*THE TASK*.
Transcribe the records exactly from the line with "Where can you spot the cockpit" to the end, both included.

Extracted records
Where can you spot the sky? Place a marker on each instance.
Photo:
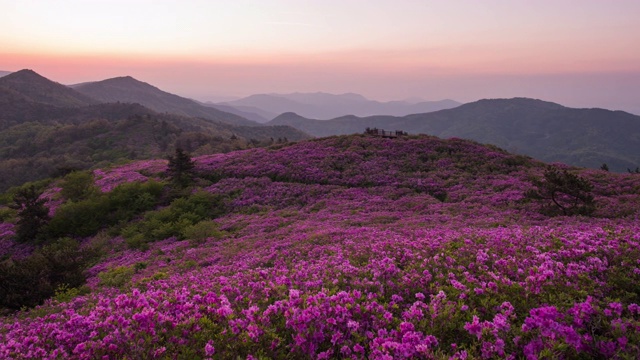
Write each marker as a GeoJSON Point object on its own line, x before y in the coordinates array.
{"type": "Point", "coordinates": [580, 53]}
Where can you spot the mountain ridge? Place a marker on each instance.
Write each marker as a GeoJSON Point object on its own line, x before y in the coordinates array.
{"type": "Point", "coordinates": [129, 89]}
{"type": "Point", "coordinates": [542, 129]}
{"type": "Point", "coordinates": [324, 106]}
{"type": "Point", "coordinates": [39, 89]}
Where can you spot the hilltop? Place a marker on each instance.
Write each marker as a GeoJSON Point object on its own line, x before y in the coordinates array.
{"type": "Point", "coordinates": [544, 130]}
{"type": "Point", "coordinates": [128, 89]}
{"type": "Point", "coordinates": [347, 246]}
{"type": "Point", "coordinates": [39, 89]}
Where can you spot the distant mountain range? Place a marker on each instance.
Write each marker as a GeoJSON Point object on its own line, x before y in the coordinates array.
{"type": "Point", "coordinates": [128, 89]}
{"type": "Point", "coordinates": [47, 128]}
{"type": "Point", "coordinates": [36, 88]}
{"type": "Point", "coordinates": [328, 106]}
{"type": "Point", "coordinates": [543, 130]}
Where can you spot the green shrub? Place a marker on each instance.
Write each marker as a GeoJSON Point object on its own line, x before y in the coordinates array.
{"type": "Point", "coordinates": [28, 282]}
{"type": "Point", "coordinates": [563, 193]}
{"type": "Point", "coordinates": [201, 231]}
{"type": "Point", "coordinates": [86, 217]}
{"type": "Point", "coordinates": [176, 220]}
{"type": "Point", "coordinates": [32, 214]}
{"type": "Point", "coordinates": [116, 277]}
{"type": "Point", "coordinates": [78, 185]}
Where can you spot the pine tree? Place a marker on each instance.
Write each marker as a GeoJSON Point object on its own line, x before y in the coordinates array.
{"type": "Point", "coordinates": [180, 168]}
{"type": "Point", "coordinates": [562, 192]}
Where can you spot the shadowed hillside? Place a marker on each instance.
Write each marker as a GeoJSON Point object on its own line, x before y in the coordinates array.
{"type": "Point", "coordinates": [328, 106]}
{"type": "Point", "coordinates": [128, 89]}
{"type": "Point", "coordinates": [43, 133]}
{"type": "Point", "coordinates": [544, 130]}
{"type": "Point", "coordinates": [349, 246]}
{"type": "Point", "coordinates": [37, 88]}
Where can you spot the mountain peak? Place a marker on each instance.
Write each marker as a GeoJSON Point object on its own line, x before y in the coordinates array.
{"type": "Point", "coordinates": [38, 88]}
{"type": "Point", "coordinates": [130, 90]}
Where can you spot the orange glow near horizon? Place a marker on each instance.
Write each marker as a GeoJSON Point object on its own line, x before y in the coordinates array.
{"type": "Point", "coordinates": [383, 49]}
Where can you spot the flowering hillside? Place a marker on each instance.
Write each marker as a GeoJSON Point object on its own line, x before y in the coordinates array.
{"type": "Point", "coordinates": [351, 247]}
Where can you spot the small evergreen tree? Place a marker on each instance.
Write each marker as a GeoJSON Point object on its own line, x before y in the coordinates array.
{"type": "Point", "coordinates": [78, 185]}
{"type": "Point", "coordinates": [562, 192]}
{"type": "Point", "coordinates": [32, 214]}
{"type": "Point", "coordinates": [180, 168]}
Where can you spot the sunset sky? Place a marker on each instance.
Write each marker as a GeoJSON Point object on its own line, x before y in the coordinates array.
{"type": "Point", "coordinates": [579, 53]}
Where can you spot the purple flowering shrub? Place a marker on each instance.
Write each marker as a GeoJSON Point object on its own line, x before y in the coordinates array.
{"type": "Point", "coordinates": [344, 248]}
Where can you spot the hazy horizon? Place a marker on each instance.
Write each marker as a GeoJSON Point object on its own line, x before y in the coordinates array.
{"type": "Point", "coordinates": [577, 54]}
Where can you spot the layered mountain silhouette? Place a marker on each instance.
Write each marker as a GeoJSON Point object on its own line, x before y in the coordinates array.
{"type": "Point", "coordinates": [46, 127]}
{"type": "Point", "coordinates": [128, 89]}
{"type": "Point", "coordinates": [34, 87]}
{"type": "Point", "coordinates": [247, 112]}
{"type": "Point", "coordinates": [328, 106]}
{"type": "Point", "coordinates": [544, 130]}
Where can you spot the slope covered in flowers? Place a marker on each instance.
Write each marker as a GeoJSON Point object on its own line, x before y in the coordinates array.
{"type": "Point", "coordinates": [363, 248]}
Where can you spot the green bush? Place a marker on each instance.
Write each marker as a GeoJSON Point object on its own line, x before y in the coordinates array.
{"type": "Point", "coordinates": [28, 282]}
{"type": "Point", "coordinates": [116, 277]}
{"type": "Point", "coordinates": [33, 215]}
{"type": "Point", "coordinates": [563, 193]}
{"type": "Point", "coordinates": [86, 217]}
{"type": "Point", "coordinates": [201, 231]}
{"type": "Point", "coordinates": [78, 185]}
{"type": "Point", "coordinates": [174, 220]}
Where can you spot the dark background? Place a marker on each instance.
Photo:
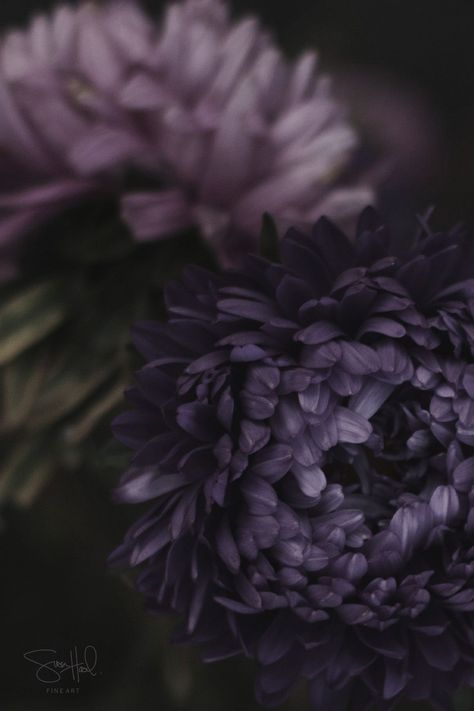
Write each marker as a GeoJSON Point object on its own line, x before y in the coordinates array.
{"type": "Point", "coordinates": [55, 589]}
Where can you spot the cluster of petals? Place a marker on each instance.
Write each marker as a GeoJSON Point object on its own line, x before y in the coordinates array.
{"type": "Point", "coordinates": [303, 432]}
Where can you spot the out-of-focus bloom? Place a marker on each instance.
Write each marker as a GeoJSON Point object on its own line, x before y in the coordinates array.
{"type": "Point", "coordinates": [207, 108]}
{"type": "Point", "coordinates": [62, 134]}
{"type": "Point", "coordinates": [304, 433]}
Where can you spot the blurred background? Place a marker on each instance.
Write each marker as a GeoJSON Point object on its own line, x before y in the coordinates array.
{"type": "Point", "coordinates": [411, 64]}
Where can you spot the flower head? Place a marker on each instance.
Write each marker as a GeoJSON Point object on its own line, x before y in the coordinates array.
{"type": "Point", "coordinates": [223, 127]}
{"type": "Point", "coordinates": [303, 431]}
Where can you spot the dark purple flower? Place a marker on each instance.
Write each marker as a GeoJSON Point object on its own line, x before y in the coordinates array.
{"type": "Point", "coordinates": [304, 433]}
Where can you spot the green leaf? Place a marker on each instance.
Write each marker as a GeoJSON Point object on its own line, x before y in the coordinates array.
{"type": "Point", "coordinates": [29, 316]}
{"type": "Point", "coordinates": [21, 381]}
{"type": "Point", "coordinates": [269, 239]}
{"type": "Point", "coordinates": [101, 405]}
{"type": "Point", "coordinates": [70, 381]}
{"type": "Point", "coordinates": [25, 471]}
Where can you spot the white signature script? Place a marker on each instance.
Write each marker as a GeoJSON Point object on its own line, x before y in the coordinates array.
{"type": "Point", "coordinates": [50, 668]}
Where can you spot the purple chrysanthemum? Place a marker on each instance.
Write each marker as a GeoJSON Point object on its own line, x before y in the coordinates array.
{"type": "Point", "coordinates": [208, 108]}
{"type": "Point", "coordinates": [304, 431]}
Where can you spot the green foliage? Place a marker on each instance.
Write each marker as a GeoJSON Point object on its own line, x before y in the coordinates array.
{"type": "Point", "coordinates": [65, 353]}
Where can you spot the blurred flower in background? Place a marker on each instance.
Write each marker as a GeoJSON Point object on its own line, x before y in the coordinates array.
{"type": "Point", "coordinates": [303, 432]}
{"type": "Point", "coordinates": [115, 133]}
{"type": "Point", "coordinates": [207, 109]}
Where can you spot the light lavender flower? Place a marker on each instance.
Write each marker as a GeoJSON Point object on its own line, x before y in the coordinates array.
{"type": "Point", "coordinates": [62, 135]}
{"type": "Point", "coordinates": [226, 127]}
{"type": "Point", "coordinates": [239, 130]}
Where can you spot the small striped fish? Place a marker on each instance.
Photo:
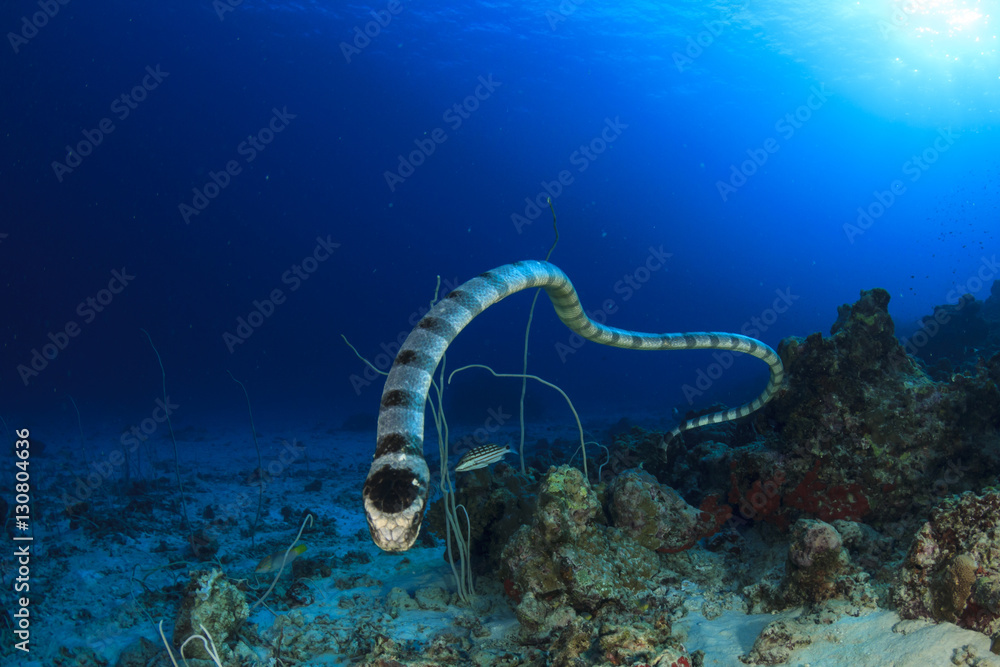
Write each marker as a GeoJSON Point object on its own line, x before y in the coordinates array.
{"type": "Point", "coordinates": [482, 456]}
{"type": "Point", "coordinates": [273, 563]}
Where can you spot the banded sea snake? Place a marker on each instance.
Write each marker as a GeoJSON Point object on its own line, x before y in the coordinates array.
{"type": "Point", "coordinates": [395, 492]}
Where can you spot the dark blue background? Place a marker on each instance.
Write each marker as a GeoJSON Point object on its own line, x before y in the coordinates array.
{"type": "Point", "coordinates": [656, 185]}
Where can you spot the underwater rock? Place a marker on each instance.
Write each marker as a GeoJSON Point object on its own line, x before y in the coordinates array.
{"type": "Point", "coordinates": [775, 644]}
{"type": "Point", "coordinates": [498, 503]}
{"type": "Point", "coordinates": [952, 568]}
{"type": "Point", "coordinates": [860, 432]}
{"type": "Point", "coordinates": [817, 561]}
{"type": "Point", "coordinates": [212, 602]}
{"type": "Point", "coordinates": [654, 515]}
{"type": "Point", "coordinates": [951, 337]}
{"type": "Point", "coordinates": [139, 653]}
{"type": "Point", "coordinates": [567, 563]}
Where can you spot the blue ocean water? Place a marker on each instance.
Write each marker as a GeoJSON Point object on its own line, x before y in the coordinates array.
{"type": "Point", "coordinates": [691, 96]}
{"type": "Point", "coordinates": [248, 181]}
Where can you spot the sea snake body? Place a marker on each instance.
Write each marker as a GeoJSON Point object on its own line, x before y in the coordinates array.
{"type": "Point", "coordinates": [395, 492]}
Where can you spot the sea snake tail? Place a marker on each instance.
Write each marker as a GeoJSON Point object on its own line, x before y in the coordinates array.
{"type": "Point", "coordinates": [395, 492]}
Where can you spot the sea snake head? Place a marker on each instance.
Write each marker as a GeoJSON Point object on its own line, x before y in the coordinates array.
{"type": "Point", "coordinates": [395, 496]}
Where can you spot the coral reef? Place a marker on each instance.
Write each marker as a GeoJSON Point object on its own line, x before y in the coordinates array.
{"type": "Point", "coordinates": [656, 516]}
{"type": "Point", "coordinates": [584, 586]}
{"type": "Point", "coordinates": [215, 604]}
{"type": "Point", "coordinates": [952, 569]}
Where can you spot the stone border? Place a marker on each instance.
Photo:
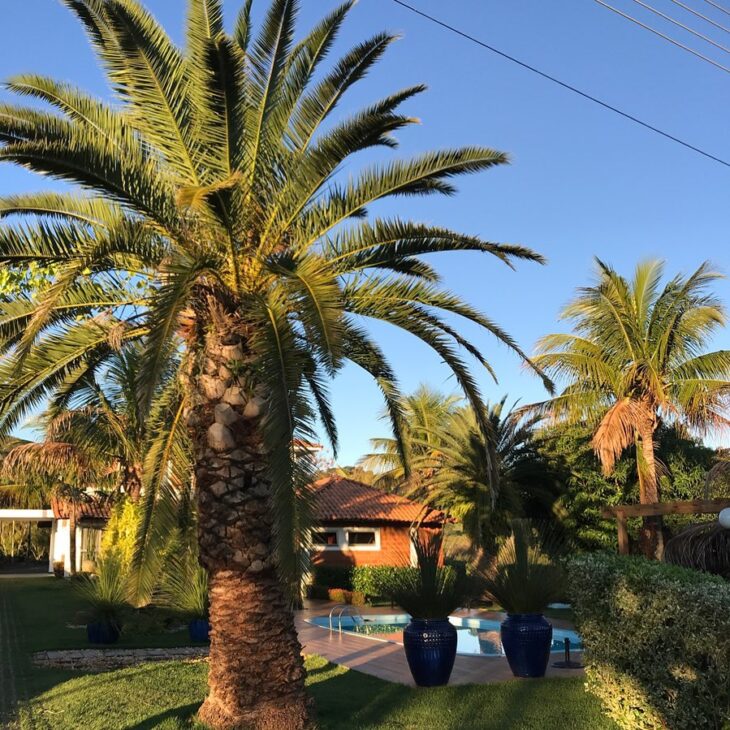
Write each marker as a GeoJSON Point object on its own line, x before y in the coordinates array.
{"type": "Point", "coordinates": [102, 659]}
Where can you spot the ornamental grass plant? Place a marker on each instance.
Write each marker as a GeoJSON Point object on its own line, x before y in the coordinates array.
{"type": "Point", "coordinates": [430, 590]}
{"type": "Point", "coordinates": [525, 575]}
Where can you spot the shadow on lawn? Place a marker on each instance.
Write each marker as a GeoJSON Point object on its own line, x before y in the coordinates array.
{"type": "Point", "coordinates": [182, 713]}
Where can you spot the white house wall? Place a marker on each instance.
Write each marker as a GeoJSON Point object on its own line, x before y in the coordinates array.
{"type": "Point", "coordinates": [61, 545]}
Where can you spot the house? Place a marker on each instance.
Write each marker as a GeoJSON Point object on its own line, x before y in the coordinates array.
{"type": "Point", "coordinates": [361, 525]}
{"type": "Point", "coordinates": [91, 518]}
{"type": "Point", "coordinates": [355, 524]}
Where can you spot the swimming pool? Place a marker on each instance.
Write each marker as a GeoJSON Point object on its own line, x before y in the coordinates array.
{"type": "Point", "coordinates": [475, 637]}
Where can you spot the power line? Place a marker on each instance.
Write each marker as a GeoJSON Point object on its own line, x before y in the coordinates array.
{"type": "Point", "coordinates": [704, 17]}
{"type": "Point", "coordinates": [664, 36]}
{"type": "Point", "coordinates": [719, 7]}
{"type": "Point", "coordinates": [683, 26]}
{"type": "Point", "coordinates": [563, 84]}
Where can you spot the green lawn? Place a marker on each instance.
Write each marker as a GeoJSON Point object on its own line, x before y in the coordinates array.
{"type": "Point", "coordinates": [166, 695]}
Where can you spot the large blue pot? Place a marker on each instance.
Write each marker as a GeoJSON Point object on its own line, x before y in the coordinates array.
{"type": "Point", "coordinates": [199, 630]}
{"type": "Point", "coordinates": [526, 640]}
{"type": "Point", "coordinates": [102, 632]}
{"type": "Point", "coordinates": [430, 646]}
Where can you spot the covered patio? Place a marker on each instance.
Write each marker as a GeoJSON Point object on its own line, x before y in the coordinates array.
{"type": "Point", "coordinates": [90, 520]}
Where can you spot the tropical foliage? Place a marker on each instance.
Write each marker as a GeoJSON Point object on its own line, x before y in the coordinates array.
{"type": "Point", "coordinates": [525, 576]}
{"type": "Point", "coordinates": [216, 223]}
{"type": "Point", "coordinates": [638, 357]}
{"type": "Point", "coordinates": [482, 480]}
{"type": "Point", "coordinates": [430, 590]}
{"type": "Point", "coordinates": [646, 674]}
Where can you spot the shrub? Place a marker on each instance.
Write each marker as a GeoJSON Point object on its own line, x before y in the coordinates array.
{"type": "Point", "coordinates": [331, 577]}
{"type": "Point", "coordinates": [316, 592]}
{"type": "Point", "coordinates": [376, 581]}
{"type": "Point", "coordinates": [104, 593]}
{"type": "Point", "coordinates": [340, 595]}
{"type": "Point", "coordinates": [657, 641]}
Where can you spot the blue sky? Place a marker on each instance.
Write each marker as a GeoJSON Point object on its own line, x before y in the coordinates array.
{"type": "Point", "coordinates": [582, 182]}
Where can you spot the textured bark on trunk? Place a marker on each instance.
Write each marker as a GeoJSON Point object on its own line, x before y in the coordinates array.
{"type": "Point", "coordinates": [72, 537]}
{"type": "Point", "coordinates": [256, 676]}
{"type": "Point", "coordinates": [133, 481]}
{"type": "Point", "coordinates": [651, 539]}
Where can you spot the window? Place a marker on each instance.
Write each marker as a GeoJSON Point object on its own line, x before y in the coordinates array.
{"type": "Point", "coordinates": [366, 537]}
{"type": "Point", "coordinates": [325, 538]}
{"type": "Point", "coordinates": [346, 538]}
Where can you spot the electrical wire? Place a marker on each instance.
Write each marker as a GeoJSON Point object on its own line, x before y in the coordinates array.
{"type": "Point", "coordinates": [563, 84]}
{"type": "Point", "coordinates": [664, 36]}
{"type": "Point", "coordinates": [704, 17]}
{"type": "Point", "coordinates": [682, 25]}
{"type": "Point", "coordinates": [719, 7]}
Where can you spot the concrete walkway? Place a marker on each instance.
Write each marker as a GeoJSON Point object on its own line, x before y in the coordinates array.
{"type": "Point", "coordinates": [387, 660]}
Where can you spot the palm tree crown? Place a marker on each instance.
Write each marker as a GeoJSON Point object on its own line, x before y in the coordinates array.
{"type": "Point", "coordinates": [217, 222]}
{"type": "Point", "coordinates": [638, 355]}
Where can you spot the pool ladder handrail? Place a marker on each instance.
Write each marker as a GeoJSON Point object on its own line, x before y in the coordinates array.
{"type": "Point", "coordinates": [344, 608]}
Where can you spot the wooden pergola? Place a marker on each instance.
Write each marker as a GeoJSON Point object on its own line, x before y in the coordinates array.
{"type": "Point", "coordinates": [690, 507]}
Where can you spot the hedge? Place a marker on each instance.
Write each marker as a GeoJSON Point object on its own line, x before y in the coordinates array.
{"type": "Point", "coordinates": [332, 577]}
{"type": "Point", "coordinates": [375, 581]}
{"type": "Point", "coordinates": [657, 640]}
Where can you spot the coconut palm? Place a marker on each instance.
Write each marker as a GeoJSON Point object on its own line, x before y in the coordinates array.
{"type": "Point", "coordinates": [103, 415]}
{"type": "Point", "coordinates": [216, 185]}
{"type": "Point", "coordinates": [480, 479]}
{"type": "Point", "coordinates": [638, 357]}
{"type": "Point", "coordinates": [426, 412]}
{"type": "Point", "coordinates": [483, 480]}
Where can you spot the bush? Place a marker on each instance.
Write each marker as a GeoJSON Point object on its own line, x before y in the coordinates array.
{"type": "Point", "coordinates": [657, 641]}
{"type": "Point", "coordinates": [331, 577]}
{"type": "Point", "coordinates": [340, 595]}
{"type": "Point", "coordinates": [320, 593]}
{"type": "Point", "coordinates": [377, 581]}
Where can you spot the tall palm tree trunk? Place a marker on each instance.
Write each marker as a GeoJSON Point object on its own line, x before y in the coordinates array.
{"type": "Point", "coordinates": [133, 481]}
{"type": "Point", "coordinates": [72, 537]}
{"type": "Point", "coordinates": [256, 676]}
{"type": "Point", "coordinates": [651, 539]}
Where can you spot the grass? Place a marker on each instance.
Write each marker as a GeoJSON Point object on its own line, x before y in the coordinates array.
{"type": "Point", "coordinates": [54, 614]}
{"type": "Point", "coordinates": [166, 695]}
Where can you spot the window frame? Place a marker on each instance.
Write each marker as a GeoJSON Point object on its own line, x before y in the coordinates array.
{"type": "Point", "coordinates": [342, 541]}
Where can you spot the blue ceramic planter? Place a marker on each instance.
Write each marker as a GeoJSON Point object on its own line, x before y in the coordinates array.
{"type": "Point", "coordinates": [430, 646]}
{"type": "Point", "coordinates": [102, 632]}
{"type": "Point", "coordinates": [199, 630]}
{"type": "Point", "coordinates": [526, 639]}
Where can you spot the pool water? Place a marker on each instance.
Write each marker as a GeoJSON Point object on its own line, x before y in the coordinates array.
{"type": "Point", "coordinates": [478, 637]}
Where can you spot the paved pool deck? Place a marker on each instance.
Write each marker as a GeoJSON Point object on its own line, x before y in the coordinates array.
{"type": "Point", "coordinates": [386, 659]}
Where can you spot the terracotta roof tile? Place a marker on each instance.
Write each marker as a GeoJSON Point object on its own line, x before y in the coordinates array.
{"type": "Point", "coordinates": [93, 509]}
{"type": "Point", "coordinates": [338, 499]}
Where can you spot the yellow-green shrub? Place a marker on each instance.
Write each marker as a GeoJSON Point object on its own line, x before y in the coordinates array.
{"type": "Point", "coordinates": [121, 532]}
{"type": "Point", "coordinates": [657, 641]}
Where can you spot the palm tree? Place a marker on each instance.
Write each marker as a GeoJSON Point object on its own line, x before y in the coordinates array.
{"type": "Point", "coordinates": [637, 357]}
{"type": "Point", "coordinates": [426, 411]}
{"type": "Point", "coordinates": [216, 183]}
{"type": "Point", "coordinates": [481, 480]}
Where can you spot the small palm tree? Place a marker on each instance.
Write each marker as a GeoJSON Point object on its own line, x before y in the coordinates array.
{"type": "Point", "coordinates": [426, 411]}
{"type": "Point", "coordinates": [638, 357]}
{"type": "Point", "coordinates": [480, 479]}
{"type": "Point", "coordinates": [216, 183]}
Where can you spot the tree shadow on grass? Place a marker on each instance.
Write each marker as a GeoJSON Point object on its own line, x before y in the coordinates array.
{"type": "Point", "coordinates": [184, 714]}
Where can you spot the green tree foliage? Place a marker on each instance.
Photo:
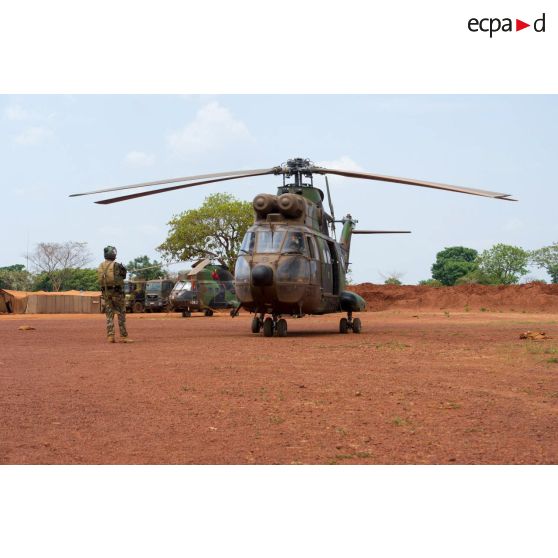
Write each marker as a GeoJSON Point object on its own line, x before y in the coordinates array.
{"type": "Point", "coordinates": [142, 268]}
{"type": "Point", "coordinates": [453, 263]}
{"type": "Point", "coordinates": [15, 278]}
{"type": "Point", "coordinates": [431, 283]}
{"type": "Point", "coordinates": [547, 258]}
{"type": "Point", "coordinates": [59, 260]}
{"type": "Point", "coordinates": [477, 277]}
{"type": "Point", "coordinates": [213, 231]}
{"type": "Point", "coordinates": [505, 263]}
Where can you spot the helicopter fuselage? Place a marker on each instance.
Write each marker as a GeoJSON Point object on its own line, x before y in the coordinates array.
{"type": "Point", "coordinates": [287, 265]}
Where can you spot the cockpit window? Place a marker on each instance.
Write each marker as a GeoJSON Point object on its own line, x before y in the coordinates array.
{"type": "Point", "coordinates": [269, 241]}
{"type": "Point", "coordinates": [294, 243]}
{"type": "Point", "coordinates": [248, 243]}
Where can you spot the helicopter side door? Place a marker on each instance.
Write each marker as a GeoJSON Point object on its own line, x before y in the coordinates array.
{"type": "Point", "coordinates": [314, 261]}
{"type": "Point", "coordinates": [334, 268]}
{"type": "Point", "coordinates": [325, 257]}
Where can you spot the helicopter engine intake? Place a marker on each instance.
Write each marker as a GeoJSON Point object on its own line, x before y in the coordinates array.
{"type": "Point", "coordinates": [290, 205]}
{"type": "Point", "coordinates": [264, 204]}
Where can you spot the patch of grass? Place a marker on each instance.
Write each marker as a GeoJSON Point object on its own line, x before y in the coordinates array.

*ANSWER TO THIS EXERCISE*.
Where can you spot the cockpit window? Place a marker on each instance.
Write each marker as a GeoJSON Point object on its own line, x before y in the coordinates array.
{"type": "Point", "coordinates": [269, 241]}
{"type": "Point", "coordinates": [294, 243]}
{"type": "Point", "coordinates": [248, 243]}
Where can you spot the helicopter side door? Place a marker on each instance.
Write each marker as a GeoJSON Point object on its own line, x before y in the coordinates array.
{"type": "Point", "coordinates": [314, 261]}
{"type": "Point", "coordinates": [334, 268]}
{"type": "Point", "coordinates": [325, 257]}
Where can you spot the helicopter engine intake? Place a marker on each instance.
Write each marker as a GeoJSON Point object on its own line, x before y in the coordinates array.
{"type": "Point", "coordinates": [290, 205]}
{"type": "Point", "coordinates": [264, 204]}
Where can you spot the patch of grass? Place a marker on each instance.
Write each marker as a GeoJSON Point object on its own line, x before y in the coordinates array.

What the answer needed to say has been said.